## WORK ORDER
Would you return the data exactly as given, except for its pictures?

## RECORD EXTRACTS
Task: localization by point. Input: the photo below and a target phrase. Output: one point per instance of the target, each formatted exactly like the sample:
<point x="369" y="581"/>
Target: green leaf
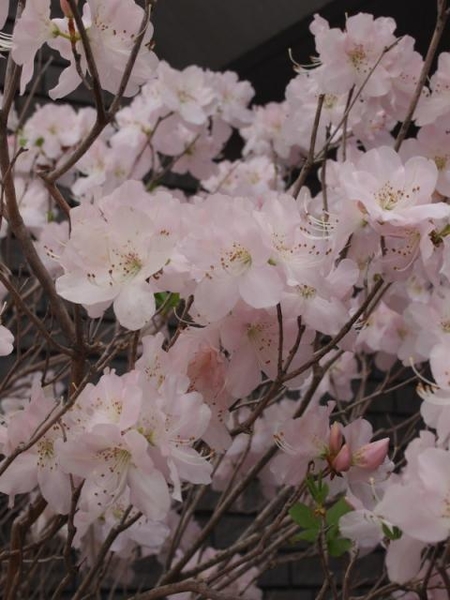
<point x="308" y="535"/>
<point x="304" y="516"/>
<point x="335" y="512"/>
<point x="338" y="546"/>
<point x="393" y="534"/>
<point x="166" y="299"/>
<point x="317" y="489"/>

## EXERCISE RESULT
Task: localization by point. Input: the photo below and a target phrase. Output: one point per instance of the target, each formatted exactly like the sample:
<point x="369" y="581"/>
Target: green leaf
<point x="308" y="535"/>
<point x="304" y="516"/>
<point x="335" y="512"/>
<point x="338" y="546"/>
<point x="393" y="534"/>
<point x="166" y="299"/>
<point x="317" y="489"/>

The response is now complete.